- [Try it]
Reproduce the following entries exactly, leaving nothing out.

──────── Available data ────────

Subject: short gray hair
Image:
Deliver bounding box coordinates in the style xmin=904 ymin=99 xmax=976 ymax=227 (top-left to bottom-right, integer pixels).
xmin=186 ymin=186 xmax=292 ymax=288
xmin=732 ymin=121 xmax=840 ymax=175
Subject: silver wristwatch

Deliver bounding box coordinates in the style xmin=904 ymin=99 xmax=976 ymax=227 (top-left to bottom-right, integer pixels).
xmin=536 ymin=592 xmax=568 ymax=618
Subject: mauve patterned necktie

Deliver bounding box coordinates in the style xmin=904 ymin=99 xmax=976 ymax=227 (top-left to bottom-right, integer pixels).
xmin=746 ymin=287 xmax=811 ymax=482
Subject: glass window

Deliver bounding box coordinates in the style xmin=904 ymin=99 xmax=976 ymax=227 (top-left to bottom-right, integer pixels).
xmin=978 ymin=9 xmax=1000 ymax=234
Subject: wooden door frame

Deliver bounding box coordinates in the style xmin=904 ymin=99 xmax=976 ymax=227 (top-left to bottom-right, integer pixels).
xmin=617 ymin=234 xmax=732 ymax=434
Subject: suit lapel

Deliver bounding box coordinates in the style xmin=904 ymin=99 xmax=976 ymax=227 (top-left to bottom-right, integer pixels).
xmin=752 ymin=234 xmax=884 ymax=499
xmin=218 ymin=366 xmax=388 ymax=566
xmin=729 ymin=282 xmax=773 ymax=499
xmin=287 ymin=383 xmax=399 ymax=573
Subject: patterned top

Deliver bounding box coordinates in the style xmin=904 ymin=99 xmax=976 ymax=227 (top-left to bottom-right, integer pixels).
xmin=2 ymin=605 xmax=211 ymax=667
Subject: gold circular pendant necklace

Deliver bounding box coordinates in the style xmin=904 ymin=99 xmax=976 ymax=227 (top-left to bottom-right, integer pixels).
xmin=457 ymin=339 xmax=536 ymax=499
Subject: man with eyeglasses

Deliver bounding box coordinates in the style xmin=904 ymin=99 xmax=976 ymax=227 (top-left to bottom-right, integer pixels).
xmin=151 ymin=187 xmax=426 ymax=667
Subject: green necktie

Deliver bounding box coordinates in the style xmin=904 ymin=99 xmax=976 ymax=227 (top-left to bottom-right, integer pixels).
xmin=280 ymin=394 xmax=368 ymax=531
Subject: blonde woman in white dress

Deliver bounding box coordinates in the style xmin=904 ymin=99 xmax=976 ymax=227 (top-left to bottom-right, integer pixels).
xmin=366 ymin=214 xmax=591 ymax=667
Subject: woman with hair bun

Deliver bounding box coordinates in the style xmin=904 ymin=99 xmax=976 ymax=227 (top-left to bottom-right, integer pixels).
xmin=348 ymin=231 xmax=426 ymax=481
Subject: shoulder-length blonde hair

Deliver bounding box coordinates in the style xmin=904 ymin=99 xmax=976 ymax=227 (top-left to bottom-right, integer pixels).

────────

- [Response area]
Subject: short gray hair
Image:
Deliver bounding box coordinates in the style xmin=904 ymin=99 xmax=976 ymax=227 (top-left to bottom-right, integer pixels).
xmin=186 ymin=186 xmax=292 ymax=288
xmin=732 ymin=121 xmax=840 ymax=175
Subject: silver wristwatch

Deliver bounding box coordinates in the style xmin=904 ymin=99 xmax=976 ymax=227 (top-left to bottom-right, integer pixels).
xmin=536 ymin=592 xmax=568 ymax=618
Subject: mauve patterned necktie

Deliver bounding box coordinates in the style xmin=904 ymin=99 xmax=976 ymax=227 (top-left to bottom-right, integer pixels).
xmin=746 ymin=287 xmax=811 ymax=482
Subject: glass window

Deliver bounding box coordinates in the style xmin=904 ymin=99 xmax=976 ymax=227 (top-left to bottom-right, integer pixels).
xmin=978 ymin=9 xmax=1000 ymax=234
Subject: wooden door frame

Deliver bounding box coordinates in the style xmin=904 ymin=99 xmax=976 ymax=227 (top-left to bottom-right, integer pixels).
xmin=617 ymin=234 xmax=732 ymax=434
Subject: suit lapel

Deliver bounding box coordinates in the style xmin=904 ymin=99 xmax=976 ymax=227 (top-left to bottom-right, integer pixels).
xmin=752 ymin=234 xmax=884 ymax=499
xmin=218 ymin=366 xmax=388 ymax=566
xmin=729 ymin=282 xmax=773 ymax=499
xmin=287 ymin=383 xmax=399 ymax=573
Subject: patterned top

Deliver bounding box coordinates in the style xmin=904 ymin=99 xmax=976 ymax=227 (top-left to bottom-right, integer pixels).
xmin=2 ymin=605 xmax=211 ymax=667
Subject: gold circular pendant necklace

Deliver bounding box coordinates in the style xmin=904 ymin=99 xmax=976 ymax=227 (top-left to bottom-right, integer pixels).
xmin=457 ymin=339 xmax=536 ymax=499
Subject: man with eyeglasses

Deliver bounding box coordinates in the style xmin=904 ymin=99 xmax=976 ymax=227 (top-left to bottom-right, integer pixels).
xmin=151 ymin=187 xmax=426 ymax=667
Subject: green necktie

Deliver bounding box coordinates in the style xmin=904 ymin=99 xmax=976 ymax=227 (top-left to bottom-right, integer pixels).
xmin=280 ymin=394 xmax=368 ymax=531
Subject: blonde woman in white dress

Deliver bounding box coordinates in the style xmin=904 ymin=99 xmax=976 ymax=227 (top-left to bottom-right, integer pixels).
xmin=366 ymin=214 xmax=591 ymax=667
Subject: woman with hair bun

Deliver bounding box coordinates in the style xmin=904 ymin=99 xmax=976 ymax=227 (top-left to bottom-right, integer pixels).
xmin=348 ymin=231 xmax=426 ymax=481
Subject: shoulder-length blonde hair

Deliver bounding box coordinates in the style xmin=904 ymin=99 xmax=976 ymax=227 (top-left to bottom-right, integer pixels).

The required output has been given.